WHAT YOU WILL DO - Extract verbatim the part of the errand post that begins at the words "Hubby again waited" and stops after "a nursing home.".

== TEXT ==

My errand. I have been substituting for many days in a special education class and had promised students they each would have their own books to mark up and read. Although these students are in middle school, the reading level is much lower and I had to get what would interest each and I was able to satisfy most of them with their own book from Mrs. Johnson. Still there were three more books that I had to secure.  I went to Books-a-Million while hubby waited.  Bingo!  Within a few minutes I had a Goosebumps book, Dog Finds Lost Dolphins! and More True Stories of Amazing Animal Heroes, and Extreme Biology: From Superbugs to Clones. . . Get to the Edge of Science for those reluctant readers I am teaching this month--books to motivate them to read that they also can write in. Not only that, but I got a valuable phone number (1-800-353-7034) for those magazines that I wrote about earlier and hadn't been able to get rid of even after writing to the publisher. So far our outing as a couple was working.

Back at the bench, hubby and I went inside nearby Grillsmith Restaurant. These days I am holding the door open for hubby. We enjoyed a wonderful dinner inside the restaurant (me salmon and hubby beef) while he spotted a dog at the outside seating where leashed pets are allowed. We met that dog when we went outside after our meal.

Hubby again waited at the bench while I went to get the car. It is a little hard for him to climb up to our Expedition, but so far it is working. Then I stored the walker in the backseat of our car. (So glad I do not have to lift the wheel chair because it is very heavy.) Meanwhile volunteer caregiver Kenny is going to pick up an application for a handicapped tag for us that I can bring to my husband's doctor (the doctor that almost put him in a nursing home). We are both much happier with hubby at home instead of in a nursing home.

===
== EXTRACTED INFORMATION ==

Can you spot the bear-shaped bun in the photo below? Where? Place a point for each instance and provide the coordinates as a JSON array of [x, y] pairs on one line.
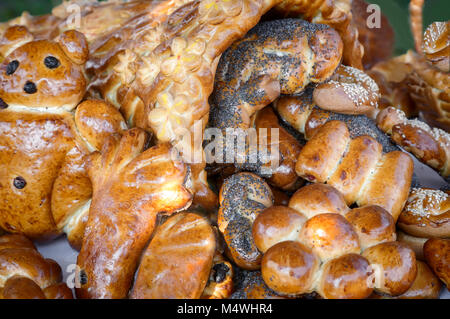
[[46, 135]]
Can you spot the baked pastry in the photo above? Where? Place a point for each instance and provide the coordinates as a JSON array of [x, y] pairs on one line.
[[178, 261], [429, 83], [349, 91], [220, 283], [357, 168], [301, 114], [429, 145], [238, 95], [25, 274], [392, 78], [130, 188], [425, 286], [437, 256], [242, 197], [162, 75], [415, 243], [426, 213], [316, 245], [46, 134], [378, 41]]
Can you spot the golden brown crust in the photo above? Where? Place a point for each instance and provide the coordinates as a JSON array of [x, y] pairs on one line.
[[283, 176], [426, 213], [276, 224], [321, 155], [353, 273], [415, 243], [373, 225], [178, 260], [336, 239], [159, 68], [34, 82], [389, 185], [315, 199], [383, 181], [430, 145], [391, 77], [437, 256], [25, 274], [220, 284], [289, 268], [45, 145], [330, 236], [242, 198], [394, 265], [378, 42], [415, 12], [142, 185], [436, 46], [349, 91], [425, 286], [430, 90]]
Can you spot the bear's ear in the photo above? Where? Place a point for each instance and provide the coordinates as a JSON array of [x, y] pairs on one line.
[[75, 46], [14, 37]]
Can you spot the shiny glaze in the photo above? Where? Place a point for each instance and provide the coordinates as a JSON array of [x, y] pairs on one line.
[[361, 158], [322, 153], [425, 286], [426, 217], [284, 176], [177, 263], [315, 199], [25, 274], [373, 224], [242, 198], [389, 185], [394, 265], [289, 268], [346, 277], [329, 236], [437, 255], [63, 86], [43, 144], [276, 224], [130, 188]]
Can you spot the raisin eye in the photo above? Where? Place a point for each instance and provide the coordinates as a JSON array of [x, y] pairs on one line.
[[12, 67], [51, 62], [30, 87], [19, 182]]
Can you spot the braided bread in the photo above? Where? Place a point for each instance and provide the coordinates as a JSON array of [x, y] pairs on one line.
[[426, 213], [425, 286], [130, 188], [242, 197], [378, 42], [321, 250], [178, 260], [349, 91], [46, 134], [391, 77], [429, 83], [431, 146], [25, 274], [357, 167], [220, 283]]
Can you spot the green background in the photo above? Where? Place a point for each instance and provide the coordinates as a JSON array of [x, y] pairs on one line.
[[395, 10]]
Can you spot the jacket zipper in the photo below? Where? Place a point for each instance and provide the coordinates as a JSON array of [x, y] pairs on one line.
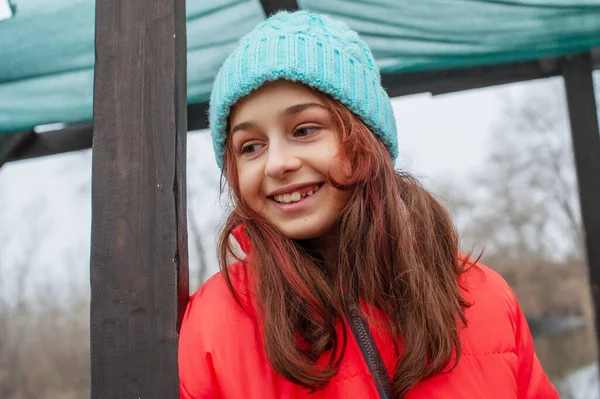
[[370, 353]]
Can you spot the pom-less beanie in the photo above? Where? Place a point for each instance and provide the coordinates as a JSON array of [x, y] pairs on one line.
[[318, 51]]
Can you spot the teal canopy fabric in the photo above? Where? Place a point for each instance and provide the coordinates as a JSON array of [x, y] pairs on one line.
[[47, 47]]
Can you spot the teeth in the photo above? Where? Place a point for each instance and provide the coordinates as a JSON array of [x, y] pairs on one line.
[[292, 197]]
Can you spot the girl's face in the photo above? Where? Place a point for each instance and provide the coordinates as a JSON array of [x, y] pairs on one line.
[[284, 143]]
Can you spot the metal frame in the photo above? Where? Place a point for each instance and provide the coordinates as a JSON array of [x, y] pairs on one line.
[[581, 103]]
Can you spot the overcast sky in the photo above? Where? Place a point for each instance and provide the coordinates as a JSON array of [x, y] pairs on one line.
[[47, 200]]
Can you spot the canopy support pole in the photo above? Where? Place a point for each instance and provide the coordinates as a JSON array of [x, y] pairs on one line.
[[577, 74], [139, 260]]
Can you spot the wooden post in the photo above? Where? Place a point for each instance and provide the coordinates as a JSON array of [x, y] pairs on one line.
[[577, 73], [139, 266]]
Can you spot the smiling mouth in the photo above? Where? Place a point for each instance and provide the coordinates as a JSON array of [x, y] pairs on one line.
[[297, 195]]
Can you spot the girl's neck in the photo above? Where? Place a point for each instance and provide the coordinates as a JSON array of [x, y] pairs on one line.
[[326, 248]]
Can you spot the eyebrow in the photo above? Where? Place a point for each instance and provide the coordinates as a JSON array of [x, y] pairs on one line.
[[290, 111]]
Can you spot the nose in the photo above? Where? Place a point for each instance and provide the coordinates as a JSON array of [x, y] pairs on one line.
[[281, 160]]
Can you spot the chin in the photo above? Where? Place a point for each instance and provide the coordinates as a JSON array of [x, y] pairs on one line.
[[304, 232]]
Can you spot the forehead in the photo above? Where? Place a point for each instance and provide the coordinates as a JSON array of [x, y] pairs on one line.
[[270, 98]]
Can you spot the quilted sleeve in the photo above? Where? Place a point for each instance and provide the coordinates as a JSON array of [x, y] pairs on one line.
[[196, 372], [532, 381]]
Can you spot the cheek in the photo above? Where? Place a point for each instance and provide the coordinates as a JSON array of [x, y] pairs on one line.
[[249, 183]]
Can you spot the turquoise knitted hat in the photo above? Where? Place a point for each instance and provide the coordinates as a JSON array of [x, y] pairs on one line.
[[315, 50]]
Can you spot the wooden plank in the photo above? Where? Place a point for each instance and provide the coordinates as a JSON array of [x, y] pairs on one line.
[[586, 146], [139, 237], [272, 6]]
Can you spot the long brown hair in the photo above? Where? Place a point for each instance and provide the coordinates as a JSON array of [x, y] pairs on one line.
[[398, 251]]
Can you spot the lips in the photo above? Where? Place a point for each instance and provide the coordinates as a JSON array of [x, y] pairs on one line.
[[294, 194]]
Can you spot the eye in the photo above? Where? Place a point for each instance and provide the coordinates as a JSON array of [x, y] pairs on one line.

===

OUTPUT FOR THIS TASK -
Hubby again waited at the bench while I went to get the car. It is a little hard for him to climb up to our Expedition, but so far it is working. Then I stored the walker in the backseat of our car. (So glad I do not have to lift the wheel chair because it is very heavy.) Meanwhile volunteer caregiver Kenny is going to pick up an application for a handicapped tag for us that I can bring to my husband's doctor (the doctor that almost put him in a nursing home). We are both much happier with hubby at home instead of in a nursing home.